Stated goal –
Find each line in the items below that contains the word "jersey" and copy those lines.

Provided information –
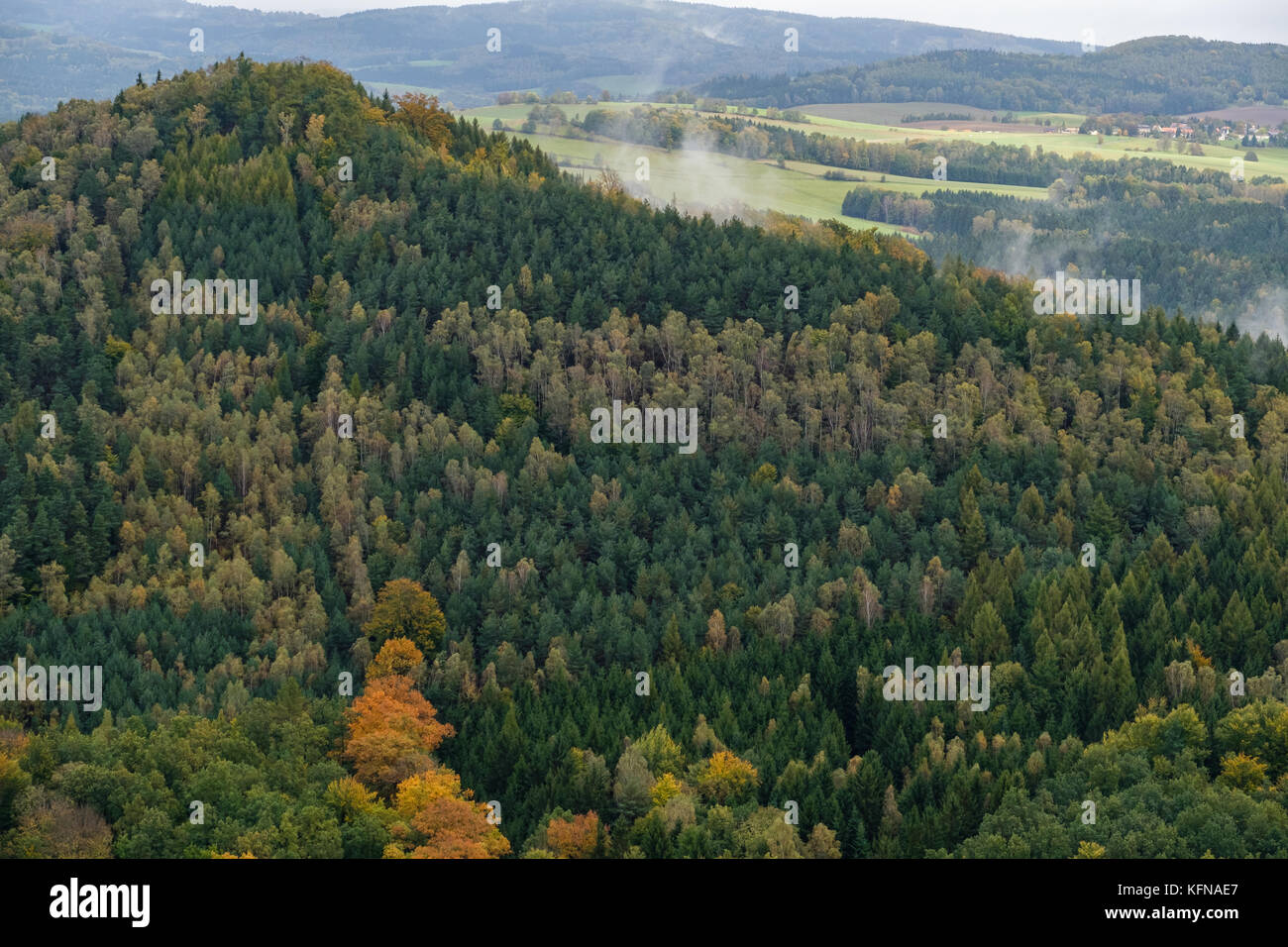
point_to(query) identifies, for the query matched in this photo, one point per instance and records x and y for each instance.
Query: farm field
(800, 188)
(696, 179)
---
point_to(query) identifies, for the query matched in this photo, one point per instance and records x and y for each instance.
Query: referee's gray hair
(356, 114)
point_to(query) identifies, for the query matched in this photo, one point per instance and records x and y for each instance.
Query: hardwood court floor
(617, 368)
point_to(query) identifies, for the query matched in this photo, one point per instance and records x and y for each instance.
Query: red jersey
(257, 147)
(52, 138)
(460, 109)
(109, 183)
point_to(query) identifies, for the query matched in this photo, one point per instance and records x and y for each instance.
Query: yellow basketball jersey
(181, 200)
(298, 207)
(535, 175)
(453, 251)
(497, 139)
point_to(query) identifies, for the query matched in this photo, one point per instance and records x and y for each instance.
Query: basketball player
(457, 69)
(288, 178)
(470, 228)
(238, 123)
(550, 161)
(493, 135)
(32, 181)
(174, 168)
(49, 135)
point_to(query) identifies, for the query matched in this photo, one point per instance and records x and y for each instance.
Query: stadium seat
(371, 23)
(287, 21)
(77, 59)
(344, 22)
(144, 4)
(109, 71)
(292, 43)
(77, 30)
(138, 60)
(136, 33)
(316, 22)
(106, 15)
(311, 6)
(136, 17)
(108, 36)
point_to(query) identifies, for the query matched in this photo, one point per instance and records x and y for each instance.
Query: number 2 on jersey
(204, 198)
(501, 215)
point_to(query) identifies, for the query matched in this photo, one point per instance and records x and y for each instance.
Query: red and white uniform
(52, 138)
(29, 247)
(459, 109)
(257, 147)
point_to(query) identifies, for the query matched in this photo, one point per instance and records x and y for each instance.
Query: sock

Full output –
Query: red jersey
Query: yellow basketball jersey
Query: number 2 on jersey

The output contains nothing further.